• [Fragmento del texto]:
::::

En El Cobre, poblado minero de la provincia de Oriente, fue consagrado en 1927 el actual santuario nacional a la Virgen de la Caridad. La advocación no es oriunda de Cuba: el año 633 fundó San Ildefonso el monasterio de Illescas, y la tradición dice que él llevó allí la imagen de Nuestra Señora de la Caridad, que todavía existe en la villa toledana, en el santuario construido por el Greco en 1600. La advocación es frecuente en la costa andaluza: en Cádiz, desde que Juan de Austria fundó una cofradía bajo esa advocación, para la tripulación de las galeras. Loja la tiene por Patrona. Y hasta cerca de Avila se conoce una imagen de la Virgen de la Caridad ante la cual rezó Santa Teresa.
Posiblemente la advocación cubana llegó directamente de Sanlúcar de Barrameda. Durante más de un siglo, después del tercer viaje de Colón, salían de allí las naves que iban a América; y hoy está confirmada la devoción que los marinos sanlucareños sentían por la Virgen de la Caridad venerada en Bonanza y en la Cofradía del Puerto de Santa María.
Dos hermanos indios llamados Juan Rodrigo y Juan Diego Hoyos, a los que se añadió un muchacho de la raza negra también llamado Juan según la tradición, obreros todos del hato de Barajagua, que se encontraba muy cerca de una mina de cobre, fueron comisionados para conseguir sal en la costa norte de la isla. Llegaron hasta el río Mayarí, y por él salieron a la gran bahía de Nipe, alojándose en un pequeño cayo llamado Francés o Vigía con objeto de pasar la noche y salir muy de mañana para la salina. Una tormenta inesperada les impidió realizar el proyectado viaje, y hasta tres días tuvieron que permanecer en el cayo por el mal tiempo. Hacia la medianoche del cuarto día cesó el viento; los tres Juanes tomaron la canoa antes de salir el sol, y a medida que avanzaban notaron que en la lejanía, sobre la superficie tranquila del mar, había algo que no era un ave acuática de las conocidas. Remaron con mayor curiosidad; los primeros rayos del sol iluminaron plenamente aquel bulto navegante. Cuando lo tuvieron frente a frente se dieron cuenta de que era una talla de madera de unos cuarenta centímetros de alto y la inscripción: Soy la Virgen de la Caridad. Esto sucedía entre los años 1604 y 1608.
Podemos imaginarnos fácilmente la variedad de sentimientos que experimentarían aquellos nativos cubanos ante semejante hallazgo. Habrían oído hablar muchas veces de la Virgen y de sus apariciones; era la devoción más propagada por los evangelizadores hispanos en el Nuevo Mundo. Pero jamás se imaginarían que habrían de encontrar sobre las aguas del mar una imagen de María. En la escasa literatura sobre esta advocación mariana no encontramos que se interpreten los hechos bajo el signo del milagro. La etapa milagrera comenzará después. Inicialmente parece que ellos recogieron la imagen como quien recoge un objeto precioso que otro ha perdido sobre las aguas. Pero esta interpretación tan poco espiritual no le restó, ni le restará nunca, intensidad a la veneración que sintieron todos por aquel pedazo de madera que representaba a la Madre de Jesucristo.

::::

• [Registros almacenados]:
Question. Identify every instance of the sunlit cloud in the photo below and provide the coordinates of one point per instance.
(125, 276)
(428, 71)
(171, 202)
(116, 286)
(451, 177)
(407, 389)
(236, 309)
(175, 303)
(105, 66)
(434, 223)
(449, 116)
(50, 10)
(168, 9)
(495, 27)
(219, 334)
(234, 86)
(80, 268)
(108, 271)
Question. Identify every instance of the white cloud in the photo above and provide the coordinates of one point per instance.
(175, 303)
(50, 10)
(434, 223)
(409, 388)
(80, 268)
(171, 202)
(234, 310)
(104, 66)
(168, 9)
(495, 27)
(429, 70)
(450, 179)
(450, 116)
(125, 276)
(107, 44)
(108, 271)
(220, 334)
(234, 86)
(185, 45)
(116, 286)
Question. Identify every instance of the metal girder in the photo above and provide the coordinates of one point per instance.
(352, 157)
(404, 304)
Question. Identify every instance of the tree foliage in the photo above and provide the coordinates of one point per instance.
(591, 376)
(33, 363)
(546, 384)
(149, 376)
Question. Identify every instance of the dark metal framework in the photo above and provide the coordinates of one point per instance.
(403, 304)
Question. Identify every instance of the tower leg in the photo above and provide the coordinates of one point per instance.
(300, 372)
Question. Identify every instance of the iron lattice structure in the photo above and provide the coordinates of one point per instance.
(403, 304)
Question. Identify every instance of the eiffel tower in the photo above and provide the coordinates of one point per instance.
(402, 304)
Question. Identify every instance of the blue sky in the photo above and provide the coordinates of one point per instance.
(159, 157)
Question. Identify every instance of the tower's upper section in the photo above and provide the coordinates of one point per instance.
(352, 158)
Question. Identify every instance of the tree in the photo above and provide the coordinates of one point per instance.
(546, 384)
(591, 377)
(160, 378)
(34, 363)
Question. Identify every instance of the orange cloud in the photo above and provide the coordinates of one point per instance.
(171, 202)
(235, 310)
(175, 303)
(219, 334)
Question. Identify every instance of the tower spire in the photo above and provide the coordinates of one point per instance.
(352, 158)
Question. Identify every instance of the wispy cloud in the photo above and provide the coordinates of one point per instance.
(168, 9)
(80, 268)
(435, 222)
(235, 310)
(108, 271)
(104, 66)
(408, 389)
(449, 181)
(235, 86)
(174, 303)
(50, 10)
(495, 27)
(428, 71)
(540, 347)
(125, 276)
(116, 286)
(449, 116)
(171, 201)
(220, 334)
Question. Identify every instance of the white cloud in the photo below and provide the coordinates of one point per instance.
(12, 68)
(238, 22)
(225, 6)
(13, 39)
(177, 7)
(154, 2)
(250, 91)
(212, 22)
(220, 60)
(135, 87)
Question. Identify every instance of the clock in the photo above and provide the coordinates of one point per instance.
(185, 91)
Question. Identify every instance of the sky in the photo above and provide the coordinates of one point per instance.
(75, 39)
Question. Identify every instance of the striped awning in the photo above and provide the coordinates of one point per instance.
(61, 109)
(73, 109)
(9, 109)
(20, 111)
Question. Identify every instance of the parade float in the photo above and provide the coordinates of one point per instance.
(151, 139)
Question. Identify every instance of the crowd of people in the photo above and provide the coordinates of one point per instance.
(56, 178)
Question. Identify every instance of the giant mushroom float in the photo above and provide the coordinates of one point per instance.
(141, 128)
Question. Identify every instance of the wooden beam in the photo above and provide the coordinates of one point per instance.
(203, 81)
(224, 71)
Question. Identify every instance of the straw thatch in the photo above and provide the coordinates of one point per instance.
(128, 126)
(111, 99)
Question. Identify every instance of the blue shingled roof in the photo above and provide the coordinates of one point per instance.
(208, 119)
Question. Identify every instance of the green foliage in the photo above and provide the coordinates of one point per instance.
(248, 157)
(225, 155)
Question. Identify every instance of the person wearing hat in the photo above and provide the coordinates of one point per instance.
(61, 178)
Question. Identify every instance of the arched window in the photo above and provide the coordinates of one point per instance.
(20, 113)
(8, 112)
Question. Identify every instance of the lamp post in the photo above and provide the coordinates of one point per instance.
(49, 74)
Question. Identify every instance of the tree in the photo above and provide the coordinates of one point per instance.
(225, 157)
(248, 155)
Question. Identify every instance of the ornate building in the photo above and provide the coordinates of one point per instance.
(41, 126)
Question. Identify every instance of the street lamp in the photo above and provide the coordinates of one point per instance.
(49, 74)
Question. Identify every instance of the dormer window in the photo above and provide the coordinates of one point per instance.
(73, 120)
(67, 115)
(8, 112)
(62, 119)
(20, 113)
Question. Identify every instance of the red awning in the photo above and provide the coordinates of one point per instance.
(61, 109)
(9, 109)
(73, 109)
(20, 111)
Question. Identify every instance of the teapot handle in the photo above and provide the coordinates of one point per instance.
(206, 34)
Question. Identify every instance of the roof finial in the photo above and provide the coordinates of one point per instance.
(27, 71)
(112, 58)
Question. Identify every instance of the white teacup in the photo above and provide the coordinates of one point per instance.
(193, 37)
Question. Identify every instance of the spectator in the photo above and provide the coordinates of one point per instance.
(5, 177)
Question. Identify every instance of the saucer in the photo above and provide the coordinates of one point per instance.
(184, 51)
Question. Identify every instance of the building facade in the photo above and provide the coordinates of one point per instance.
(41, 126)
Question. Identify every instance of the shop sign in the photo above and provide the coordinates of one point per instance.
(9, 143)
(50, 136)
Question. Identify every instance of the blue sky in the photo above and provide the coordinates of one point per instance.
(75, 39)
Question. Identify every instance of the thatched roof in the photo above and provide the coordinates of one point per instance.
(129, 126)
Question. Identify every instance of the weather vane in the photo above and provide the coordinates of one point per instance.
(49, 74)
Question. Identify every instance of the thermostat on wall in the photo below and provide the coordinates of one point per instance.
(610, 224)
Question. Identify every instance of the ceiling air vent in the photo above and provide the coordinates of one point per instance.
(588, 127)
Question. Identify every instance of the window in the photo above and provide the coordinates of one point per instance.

::::

En el texto sobre la Virgen de la Caridad, ¿qué inscripción tenía la talla de madera que hallaron los tres Juanes en el mar?

La inscripción decía: «Soy la Virgen de la Caridad».